Entries:

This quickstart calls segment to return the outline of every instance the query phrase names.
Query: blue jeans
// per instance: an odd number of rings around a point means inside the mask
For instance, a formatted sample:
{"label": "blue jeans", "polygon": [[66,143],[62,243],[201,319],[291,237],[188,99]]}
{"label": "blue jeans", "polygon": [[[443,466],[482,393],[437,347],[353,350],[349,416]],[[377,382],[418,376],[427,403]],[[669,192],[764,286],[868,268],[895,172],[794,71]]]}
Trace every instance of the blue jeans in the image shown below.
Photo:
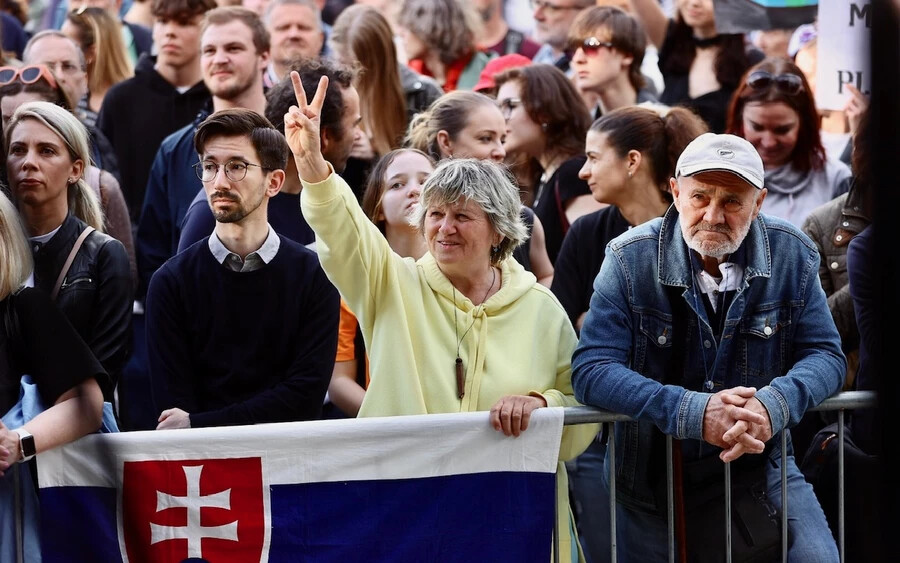
{"label": "blue jeans", "polygon": [[595,438],[584,453],[566,462],[578,540],[587,563],[609,559],[609,493],[602,482],[605,457],[606,444]]}
{"label": "blue jeans", "polygon": [[[781,458],[766,464],[769,500],[781,509]],[[788,561],[791,563],[829,563],[840,560],[837,545],[828,528],[825,513],[812,486],[797,468],[794,456],[787,457],[788,487]],[[602,479],[603,492],[609,495],[609,480]],[[725,498],[722,498],[725,502]],[[606,508],[606,505],[603,507]],[[713,532],[711,532],[713,533]],[[608,535],[608,534],[607,534]],[[622,563],[667,561],[665,517],[616,507],[617,557]],[[677,547],[676,547],[677,549]],[[609,550],[601,559],[608,561]]]}

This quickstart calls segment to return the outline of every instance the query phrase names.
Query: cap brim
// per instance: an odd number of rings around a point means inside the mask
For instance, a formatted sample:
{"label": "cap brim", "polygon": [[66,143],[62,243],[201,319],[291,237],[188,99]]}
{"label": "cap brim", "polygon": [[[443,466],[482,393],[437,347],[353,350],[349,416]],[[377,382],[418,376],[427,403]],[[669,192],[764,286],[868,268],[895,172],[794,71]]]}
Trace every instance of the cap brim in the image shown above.
{"label": "cap brim", "polygon": [[702,174],[703,172],[731,172],[757,190],[761,190],[764,184],[764,180],[762,178],[754,178],[752,175],[747,174],[747,171],[743,168],[739,166],[728,166],[727,164],[722,163],[718,163],[715,166],[709,166],[707,164],[682,166],[679,172],[682,176],[696,176],[697,174]]}

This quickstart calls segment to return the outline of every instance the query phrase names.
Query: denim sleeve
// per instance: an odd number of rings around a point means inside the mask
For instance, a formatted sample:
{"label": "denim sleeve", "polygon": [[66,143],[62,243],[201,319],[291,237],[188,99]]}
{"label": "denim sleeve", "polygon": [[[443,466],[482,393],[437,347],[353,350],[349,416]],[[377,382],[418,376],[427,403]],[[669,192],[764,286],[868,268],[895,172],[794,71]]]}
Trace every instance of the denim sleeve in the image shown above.
{"label": "denim sleeve", "polygon": [[688,393],[677,385],[663,385],[629,367],[638,336],[628,307],[627,276],[619,257],[607,248],[594,280],[581,339],[572,356],[575,398],[586,405],[652,422],[677,438],[697,437],[708,397]]}
{"label": "denim sleeve", "polygon": [[800,422],[803,414],[840,390],[847,372],[841,337],[816,275],[818,254],[807,263],[804,306],[796,314],[793,366],[756,393],[769,411],[772,432]]}

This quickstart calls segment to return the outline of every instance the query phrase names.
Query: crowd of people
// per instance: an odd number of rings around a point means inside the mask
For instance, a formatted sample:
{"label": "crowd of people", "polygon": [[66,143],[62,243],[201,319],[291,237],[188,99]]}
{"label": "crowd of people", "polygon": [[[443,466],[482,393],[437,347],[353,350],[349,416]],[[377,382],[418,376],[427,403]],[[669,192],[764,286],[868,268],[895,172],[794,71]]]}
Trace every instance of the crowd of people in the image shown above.
{"label": "crowd of people", "polygon": [[875,388],[870,121],[852,87],[817,108],[814,26],[789,50],[712,0],[18,4],[0,414],[25,382],[47,408],[0,424],[0,479],[104,402],[123,431],[489,411],[507,436],[587,404],[633,422],[612,468],[597,425],[563,432],[564,559],[608,556],[611,470],[619,557],[665,559],[664,434],[691,560],[721,549],[691,480],[721,462],[776,518],[787,488],[791,561],[839,559],[800,467],[807,411]]}

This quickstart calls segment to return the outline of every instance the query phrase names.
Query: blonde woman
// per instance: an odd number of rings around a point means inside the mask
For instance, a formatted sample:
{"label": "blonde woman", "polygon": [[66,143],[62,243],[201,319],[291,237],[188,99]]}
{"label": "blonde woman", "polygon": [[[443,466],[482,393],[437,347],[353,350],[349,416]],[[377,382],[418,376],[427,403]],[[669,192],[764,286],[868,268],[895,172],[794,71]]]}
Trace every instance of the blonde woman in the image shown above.
{"label": "blonde woman", "polygon": [[83,178],[87,130],[59,106],[28,102],[4,133],[9,187],[31,237],[31,285],[56,301],[110,374],[111,400],[129,354],[132,284],[125,248],[101,232],[100,204]]}
{"label": "blonde woman", "polygon": [[0,413],[16,404],[24,374],[50,405],[21,426],[0,422],[0,478],[35,453],[72,442],[100,427],[106,374],[62,314],[41,291],[23,288],[31,252],[12,203],[0,192]]}
{"label": "blonde woman", "polygon": [[77,101],[85,124],[93,127],[103,98],[114,85],[134,76],[122,32],[117,22],[102,8],[69,12],[62,32],[81,46],[87,63],[88,93]]}

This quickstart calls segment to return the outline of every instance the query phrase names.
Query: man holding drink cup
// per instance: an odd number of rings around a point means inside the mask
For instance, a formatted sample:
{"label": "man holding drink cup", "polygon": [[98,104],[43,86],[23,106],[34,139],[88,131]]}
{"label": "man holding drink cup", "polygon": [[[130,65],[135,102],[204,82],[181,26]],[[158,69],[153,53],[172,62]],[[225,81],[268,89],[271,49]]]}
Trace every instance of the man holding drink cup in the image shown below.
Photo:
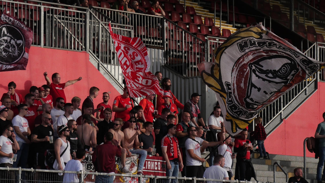
{"label": "man holding drink cup", "polygon": [[37,169],[45,169],[45,157],[44,152],[47,149],[54,149],[53,145],[53,135],[54,131],[51,127],[52,119],[51,115],[44,113],[42,115],[42,123],[41,125],[35,127],[32,134],[32,142],[37,144],[35,165]]}

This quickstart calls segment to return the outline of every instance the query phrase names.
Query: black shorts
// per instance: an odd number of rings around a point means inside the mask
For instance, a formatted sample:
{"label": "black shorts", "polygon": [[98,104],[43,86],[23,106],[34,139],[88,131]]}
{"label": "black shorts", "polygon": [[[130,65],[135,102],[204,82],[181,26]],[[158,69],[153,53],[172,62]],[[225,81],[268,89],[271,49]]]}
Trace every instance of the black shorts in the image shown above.
{"label": "black shorts", "polygon": [[203,178],[203,166],[202,165],[186,166],[186,176],[188,177]]}

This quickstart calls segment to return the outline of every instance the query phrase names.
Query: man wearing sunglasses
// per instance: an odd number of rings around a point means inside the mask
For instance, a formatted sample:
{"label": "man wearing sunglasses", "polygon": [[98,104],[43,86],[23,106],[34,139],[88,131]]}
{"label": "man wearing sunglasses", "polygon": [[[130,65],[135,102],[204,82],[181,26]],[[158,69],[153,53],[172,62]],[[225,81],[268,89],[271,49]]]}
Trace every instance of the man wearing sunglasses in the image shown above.
{"label": "man wearing sunglasses", "polygon": [[214,146],[222,144],[225,137],[222,135],[219,142],[207,142],[198,136],[197,131],[193,126],[188,128],[187,133],[188,138],[185,142],[187,176],[202,178],[204,172],[202,163],[205,162],[205,159],[201,157],[200,146]]}

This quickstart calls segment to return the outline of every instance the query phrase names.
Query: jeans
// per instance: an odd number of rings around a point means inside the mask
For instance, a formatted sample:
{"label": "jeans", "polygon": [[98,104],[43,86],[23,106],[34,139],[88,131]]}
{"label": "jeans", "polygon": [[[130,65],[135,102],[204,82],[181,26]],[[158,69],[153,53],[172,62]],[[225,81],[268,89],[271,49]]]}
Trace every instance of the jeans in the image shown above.
{"label": "jeans", "polygon": [[114,180],[113,176],[98,175],[96,176],[96,183],[113,183]]}
{"label": "jeans", "polygon": [[[172,168],[168,170],[166,169],[166,176],[178,176],[178,172],[179,171],[179,166],[178,165],[178,162],[175,161],[170,161],[170,165],[172,166]],[[171,183],[177,183],[177,179],[169,179],[168,182],[170,183],[171,180]]]}
{"label": "jeans", "polygon": [[265,151],[265,148],[264,146],[264,140],[256,140],[257,141],[257,146],[258,147],[258,151],[260,153],[260,156],[266,156],[266,151]]}
{"label": "jeans", "polygon": [[17,151],[17,159],[14,162],[14,168],[17,168],[18,163],[20,162],[20,166],[23,168],[27,168],[27,160],[29,150],[29,144],[19,142],[19,150]]}
{"label": "jeans", "polygon": [[[317,181],[322,181],[322,169],[324,165],[324,161],[325,161],[325,147],[319,147],[319,161],[317,165],[317,174],[316,176]],[[323,174],[325,175],[325,169],[323,171]]]}
{"label": "jeans", "polygon": [[130,152],[132,154],[136,154],[141,155],[140,159],[139,160],[139,165],[138,165],[138,172],[142,171],[144,166],[144,162],[147,158],[147,151],[143,149],[130,149]]}

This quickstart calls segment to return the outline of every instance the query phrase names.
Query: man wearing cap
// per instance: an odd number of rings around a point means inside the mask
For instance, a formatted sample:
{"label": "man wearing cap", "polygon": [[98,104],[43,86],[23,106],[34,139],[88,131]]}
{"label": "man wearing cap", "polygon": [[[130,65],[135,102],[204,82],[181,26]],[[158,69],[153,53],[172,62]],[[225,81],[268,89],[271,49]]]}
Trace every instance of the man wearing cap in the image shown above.
{"label": "man wearing cap", "polygon": [[96,129],[90,126],[92,124],[92,118],[90,115],[85,114],[81,116],[82,117],[82,124],[78,125],[77,133],[78,137],[80,139],[81,143],[84,146],[84,149],[86,151],[90,150],[91,147],[95,148],[97,144],[96,141],[97,132]]}
{"label": "man wearing cap", "polygon": [[[166,161],[166,176],[178,176],[179,170],[182,170],[184,166],[182,155],[178,141],[175,136],[176,134],[176,126],[173,124],[167,126],[168,133],[162,140],[162,156]],[[169,182],[171,179],[169,179]],[[177,183],[177,179],[173,179],[172,183]]]}
{"label": "man wearing cap", "polygon": [[191,121],[195,126],[202,126],[205,129],[207,129],[209,128],[204,123],[198,104],[200,100],[200,96],[202,96],[197,93],[193,93],[191,95],[191,99],[189,99],[184,105],[184,112],[189,114]]}
{"label": "man wearing cap", "polygon": [[[7,107],[8,109],[8,116],[7,116],[6,119],[11,121],[12,120],[12,119],[14,118],[14,111],[12,110],[10,108],[11,106],[11,99],[10,99],[10,97],[8,96],[5,96],[2,99],[2,105],[6,106],[6,107]],[[16,113],[18,113],[17,108],[13,109],[15,110]]]}
{"label": "man wearing cap", "polygon": [[[50,107],[48,104],[45,105]],[[36,149],[36,153],[33,155],[36,168],[37,169],[45,169],[44,153],[47,149],[54,148],[53,142],[52,144],[50,144],[49,142],[49,137],[53,136],[54,131],[51,127],[51,115],[45,113],[40,115],[42,115],[42,122],[40,125],[34,129],[32,134],[32,142],[36,145],[34,146]]]}
{"label": "man wearing cap", "polygon": [[52,75],[52,82],[47,77],[47,73],[45,72],[43,74],[46,81],[46,84],[49,86],[50,94],[52,96],[53,101],[56,101],[57,98],[61,97],[63,98],[64,102],[66,102],[64,91],[63,90],[66,87],[74,84],[78,81],[82,79],[82,77],[79,77],[79,78],[74,80],[70,80],[64,83],[61,83],[61,77],[58,73],[55,73]]}
{"label": "man wearing cap", "polygon": [[178,123],[178,117],[177,114],[178,113],[178,111],[177,109],[177,107],[176,105],[171,102],[170,100],[172,99],[172,96],[169,92],[165,92],[164,93],[163,96],[162,97],[164,103],[162,104],[161,106],[158,107],[158,115],[157,117],[159,118],[161,116],[162,110],[162,109],[164,108],[168,108],[170,111],[170,114],[172,114],[175,116],[176,118],[176,124]]}
{"label": "man wearing cap", "polygon": [[[11,158],[14,157],[14,153],[12,149],[19,150],[19,146],[16,140],[16,136],[13,133],[11,125],[8,124],[5,126],[2,134],[2,135],[0,136],[0,167],[13,168],[13,162]],[[8,138],[9,137],[11,137],[13,141]],[[5,181],[6,182],[14,183],[15,182],[14,180],[15,179],[14,171],[3,170],[1,173],[1,179],[7,180]]]}
{"label": "man wearing cap", "polygon": [[17,168],[20,161],[21,168],[26,168],[27,167],[28,152],[31,143],[31,141],[27,138],[27,136],[31,134],[31,130],[28,126],[28,121],[24,117],[27,114],[28,109],[27,105],[24,104],[18,105],[17,108],[19,113],[12,119],[12,126],[16,139],[19,144],[19,150],[17,151],[17,160],[14,163],[13,166],[14,168]]}
{"label": "man wearing cap", "polygon": [[67,137],[70,134],[70,131],[67,125],[60,126],[58,129],[59,138],[54,143],[55,161],[53,164],[55,170],[63,170],[65,164],[72,159],[70,155],[70,142]]}
{"label": "man wearing cap", "polygon": [[[98,119],[104,119],[104,110],[105,109],[109,108],[112,109],[112,107],[108,104],[108,101],[110,100],[110,94],[108,92],[104,92],[103,93],[103,102],[99,103],[97,105],[97,108],[101,108],[101,109],[98,111],[96,113],[96,117]],[[101,106],[103,106],[104,108],[100,108]]]}
{"label": "man wearing cap", "polygon": [[0,106],[0,134],[2,134],[5,130],[5,127],[11,123],[7,119],[8,117],[8,108],[4,106]]}

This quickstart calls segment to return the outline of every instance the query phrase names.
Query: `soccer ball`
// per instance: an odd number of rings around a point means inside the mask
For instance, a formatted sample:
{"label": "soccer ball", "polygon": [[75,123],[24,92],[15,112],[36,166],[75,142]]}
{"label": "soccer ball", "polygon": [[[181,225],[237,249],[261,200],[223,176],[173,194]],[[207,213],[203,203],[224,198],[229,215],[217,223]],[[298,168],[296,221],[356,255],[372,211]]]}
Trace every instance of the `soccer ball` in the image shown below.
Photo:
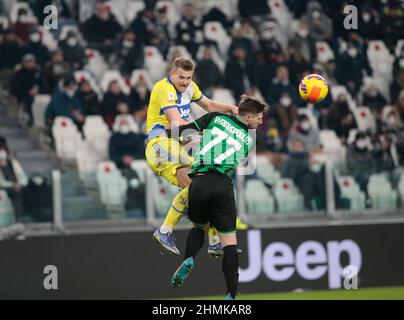
{"label": "soccer ball", "polygon": [[318,74],[309,74],[300,81],[299,93],[304,101],[318,103],[328,94],[327,80]]}

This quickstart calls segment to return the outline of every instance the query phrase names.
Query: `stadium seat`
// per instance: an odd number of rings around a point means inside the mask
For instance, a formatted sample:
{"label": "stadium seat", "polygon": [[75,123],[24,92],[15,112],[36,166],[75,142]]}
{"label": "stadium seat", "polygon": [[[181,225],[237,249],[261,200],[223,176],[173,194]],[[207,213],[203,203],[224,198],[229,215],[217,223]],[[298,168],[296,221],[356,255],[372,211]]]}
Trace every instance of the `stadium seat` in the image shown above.
{"label": "stadium seat", "polygon": [[369,108],[358,107],[353,110],[353,114],[359,131],[376,132],[376,120]]}
{"label": "stadium seat", "polygon": [[404,47],[404,39],[398,40],[396,44],[396,50],[394,52],[397,58],[401,56],[401,50],[403,49],[403,47]]}
{"label": "stadium seat", "polygon": [[34,127],[45,128],[45,111],[51,100],[48,94],[38,94],[32,103],[32,114],[34,117]]}
{"label": "stadium seat", "polygon": [[91,86],[91,89],[93,89],[93,91],[98,95],[99,98],[101,97],[102,93],[100,87],[98,86],[94,76],[91,75],[90,72],[84,70],[74,71],[74,79],[77,83],[87,80]]}
{"label": "stadium seat", "polygon": [[220,22],[206,22],[203,27],[203,33],[205,39],[217,43],[223,57],[227,56],[227,50],[229,49],[231,38],[228,36],[226,30],[223,28],[223,25]]}
{"label": "stadium seat", "polygon": [[404,208],[404,175],[401,175],[400,182],[397,186],[398,194],[400,198],[401,208]]}
{"label": "stadium seat", "polygon": [[85,55],[88,62],[84,66],[83,70],[88,71],[97,81],[100,81],[101,77],[109,69],[104,57],[100,52],[94,49],[86,49]]}
{"label": "stadium seat", "polygon": [[245,192],[249,215],[268,216],[275,212],[274,199],[261,180],[247,180]]}
{"label": "stadium seat", "polygon": [[325,41],[316,41],[317,61],[319,63],[327,63],[335,59],[334,52],[329,44]]}
{"label": "stadium seat", "polygon": [[344,147],[334,130],[321,130],[320,143],[325,154],[333,163],[339,164],[345,160]]}
{"label": "stadium seat", "polygon": [[290,21],[293,19],[288,6],[284,0],[268,0],[269,8],[271,9],[271,16],[278,22],[281,30],[286,35],[292,33],[292,25]]}
{"label": "stadium seat", "polygon": [[92,146],[86,141],[80,141],[76,147],[76,161],[80,180],[87,188],[97,185],[98,165],[104,159],[94,152]]}
{"label": "stadium seat", "polygon": [[304,211],[304,199],[293,180],[279,179],[275,186],[275,201],[280,213],[297,213]]}
{"label": "stadium seat", "polygon": [[153,89],[153,81],[150,79],[150,75],[145,69],[135,69],[132,71],[130,77],[130,85],[132,88],[136,87],[139,80],[143,79],[146,82],[147,88],[151,91]]}
{"label": "stadium seat", "polygon": [[11,10],[10,10],[11,24],[15,24],[17,22],[18,11],[20,11],[21,9],[26,10],[29,22],[32,22],[34,24],[38,23],[38,19],[35,17],[34,13],[31,10],[30,5],[27,2],[14,1],[13,6],[11,7]]}
{"label": "stadium seat", "polygon": [[126,8],[128,7],[129,0],[113,0],[105,1],[104,5],[108,8],[109,12],[115,17],[122,27],[128,26],[126,20]]}
{"label": "stadium seat", "polygon": [[149,183],[151,183],[150,189],[153,196],[156,217],[163,218],[166,216],[174,196],[180,189],[154,174],[151,175]]}
{"label": "stadium seat", "polygon": [[81,136],[73,121],[66,117],[56,117],[52,126],[52,134],[58,157],[62,160],[74,160],[76,145]]}
{"label": "stadium seat", "polygon": [[306,115],[309,118],[309,121],[310,121],[311,125],[314,128],[318,129],[318,120],[317,120],[316,116],[314,115],[314,113],[312,111],[312,108],[310,108],[310,107],[299,108],[297,110],[297,112],[298,112],[299,115],[302,115],[302,114]]}
{"label": "stadium seat", "polygon": [[338,176],[336,179],[341,190],[341,198],[348,199],[350,202],[350,210],[365,209],[366,197],[355,179],[352,176]]}
{"label": "stadium seat", "polygon": [[86,141],[98,154],[98,157],[107,158],[111,133],[102,116],[87,116],[83,125],[83,133]]}
{"label": "stadium seat", "polygon": [[369,178],[368,194],[372,199],[374,209],[396,209],[398,195],[393,190],[390,181],[383,174],[374,174]]}
{"label": "stadium seat", "polygon": [[115,132],[119,131],[119,126],[122,124],[122,122],[126,122],[127,124],[129,124],[132,132],[134,133],[140,132],[138,123],[129,114],[120,114],[116,116],[114,124],[112,126],[112,130]]}
{"label": "stadium seat", "polygon": [[147,171],[150,170],[150,168],[145,160],[132,161],[130,168],[136,172],[136,174],[139,177],[140,182],[146,183],[146,174],[147,174]]}
{"label": "stadium seat", "polygon": [[115,163],[106,161],[98,165],[97,182],[107,210],[123,210],[128,183]]}
{"label": "stadium seat", "polygon": [[[200,45],[198,48],[198,52],[196,54],[196,59],[201,60],[203,58],[203,51],[205,50],[205,45]],[[221,72],[224,72],[226,68],[226,61],[220,56],[219,52],[217,51],[216,47],[210,46],[212,49],[212,60],[217,64]]]}
{"label": "stadium seat", "polygon": [[125,9],[126,21],[131,23],[137,16],[137,14],[145,8],[144,1],[136,0],[130,1]]}
{"label": "stadium seat", "polygon": [[181,8],[178,8],[172,1],[157,1],[156,10],[165,9],[171,30],[175,28],[178,22],[181,21]]}
{"label": "stadium seat", "polygon": [[2,30],[7,30],[10,27],[10,21],[5,16],[0,16],[0,27]]}
{"label": "stadium seat", "polygon": [[15,223],[14,208],[5,190],[0,190],[0,227]]}
{"label": "stadium seat", "polygon": [[281,177],[280,173],[276,171],[266,157],[257,156],[256,170],[257,176],[271,186],[274,186]]}
{"label": "stadium seat", "polygon": [[174,55],[180,55],[181,57],[185,58],[192,58],[192,55],[189,53],[186,47],[184,46],[170,46],[167,53],[167,61],[173,61]]}
{"label": "stadium seat", "polygon": [[222,103],[236,104],[233,94],[229,89],[217,88],[213,89],[212,100],[220,101]]}
{"label": "stadium seat", "polygon": [[382,95],[390,100],[390,83],[393,80],[394,56],[382,40],[369,41],[367,57],[373,70],[373,78]]}
{"label": "stadium seat", "polygon": [[53,34],[44,28],[43,26],[38,27],[39,32],[42,34],[42,43],[49,51],[54,51],[58,48],[58,42],[56,41]]}
{"label": "stadium seat", "polygon": [[107,70],[104,72],[100,81],[101,90],[104,93],[107,92],[110,83],[115,80],[118,81],[121,91],[124,94],[129,95],[130,88],[126,84],[125,79],[122,77],[122,74],[118,70]]}
{"label": "stadium seat", "polygon": [[156,47],[146,46],[144,48],[145,68],[149,72],[153,82],[161,80],[166,74],[166,62]]}

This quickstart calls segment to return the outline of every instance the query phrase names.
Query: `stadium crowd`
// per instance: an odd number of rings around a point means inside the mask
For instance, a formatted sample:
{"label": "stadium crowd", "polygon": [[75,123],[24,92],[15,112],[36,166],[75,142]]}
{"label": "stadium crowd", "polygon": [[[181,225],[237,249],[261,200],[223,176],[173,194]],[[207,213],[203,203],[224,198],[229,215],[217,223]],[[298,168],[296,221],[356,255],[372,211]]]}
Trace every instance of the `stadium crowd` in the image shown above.
{"label": "stadium crowd", "polygon": [[[144,158],[149,79],[162,78],[167,65],[185,54],[196,61],[195,81],[206,96],[226,89],[235,102],[245,93],[271,106],[258,130],[257,151],[294,180],[307,209],[313,209],[312,198],[324,199],[322,130],[334,131],[347,147],[347,169],[363,191],[375,172],[398,172],[392,175],[397,186],[404,166],[404,1],[119,1],[143,3],[126,24],[115,1],[94,1],[86,19],[78,0],[23,2],[29,6],[15,12],[20,2],[0,1],[0,82],[2,94],[23,108],[27,127],[34,125],[32,105],[39,94],[51,95],[44,114],[49,136],[58,116],[81,130],[87,116],[101,115],[113,131],[109,157],[127,168]],[[48,4],[58,8],[58,30],[42,27]],[[358,9],[357,29],[344,27],[347,5]],[[46,34],[56,46],[47,45]],[[370,46],[375,40],[378,49]],[[374,61],[382,49],[385,55]],[[162,57],[157,76],[150,52]],[[104,70],[119,70],[122,81],[102,88],[102,74],[91,68],[94,55]],[[134,71],[143,69],[147,76],[132,81]],[[77,79],[79,70],[93,71],[95,84]],[[310,73],[323,75],[330,87],[325,101],[314,106],[297,90]],[[368,108],[373,127],[359,123],[358,106]],[[137,129],[127,121],[115,126],[118,115],[132,115]],[[0,159],[0,173],[18,178],[3,168]],[[14,185],[10,192],[16,198],[19,190]],[[317,208],[324,206],[320,201]]]}

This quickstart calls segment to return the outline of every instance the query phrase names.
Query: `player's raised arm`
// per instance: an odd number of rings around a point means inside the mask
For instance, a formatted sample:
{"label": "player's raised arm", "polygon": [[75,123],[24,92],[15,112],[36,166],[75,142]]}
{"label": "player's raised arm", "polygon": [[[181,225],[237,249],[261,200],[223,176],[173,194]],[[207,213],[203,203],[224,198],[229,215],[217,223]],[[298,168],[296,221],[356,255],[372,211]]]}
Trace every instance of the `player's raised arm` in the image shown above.
{"label": "player's raised arm", "polygon": [[214,101],[205,96],[203,96],[200,100],[196,101],[196,103],[208,112],[223,112],[233,114],[238,113],[237,106]]}
{"label": "player's raised arm", "polygon": [[177,108],[169,108],[164,110],[164,114],[167,117],[168,122],[170,123],[170,127],[173,126],[182,126],[186,125],[189,122],[182,119],[180,113]]}
{"label": "player's raised arm", "polygon": [[178,132],[179,136],[181,136],[181,134],[185,130],[189,130],[189,129],[193,129],[198,132],[202,132],[204,129],[206,129],[206,127],[208,126],[208,124],[212,120],[212,118],[214,118],[218,114],[220,114],[220,113],[219,112],[207,113],[204,116],[196,119],[195,121],[193,121],[191,123],[187,123],[186,125],[181,125],[175,129],[166,129],[167,136],[170,138],[173,137],[172,136],[173,131]]}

Problem description:
Pull out each line of the data above that contains the word "sunglasses", and copy those lines in their original order.

Completed exercise:
Query: man wearing sunglasses
{"label": "man wearing sunglasses", "polygon": [[98,104],[43,86],[23,106],[34,139],[88,131]]}
{"label": "man wearing sunglasses", "polygon": [[[130,65],[135,102],[204,82],[181,26]],[[158,69],[153,53],[172,62]],[[225,81],[268,89],[271,49]]]}
Trace every instance of the man wearing sunglasses in the image shown above.
{"label": "man wearing sunglasses", "polygon": [[214,146],[222,144],[225,137],[222,135],[219,142],[207,142],[198,136],[197,131],[193,126],[188,128],[187,133],[188,138],[185,142],[187,176],[202,178],[204,172],[202,163],[205,162],[205,159],[201,157],[200,146]]}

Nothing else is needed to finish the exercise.